• Work instructions
Quote the data below word for word, but leave out the pictures.

+ + + + +

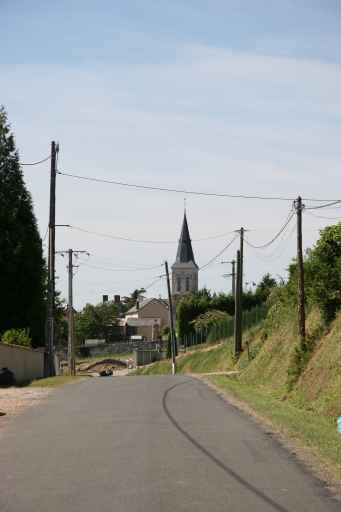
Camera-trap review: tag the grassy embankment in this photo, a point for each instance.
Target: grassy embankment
(299, 395)
(53, 382)
(204, 359)
(94, 359)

+ + + + +

• Correct output
Camera-trap review: tag the grassy embankment in this photo, a point for each instance.
Target: grassy embankment
(299, 395)
(53, 382)
(204, 359)
(94, 359)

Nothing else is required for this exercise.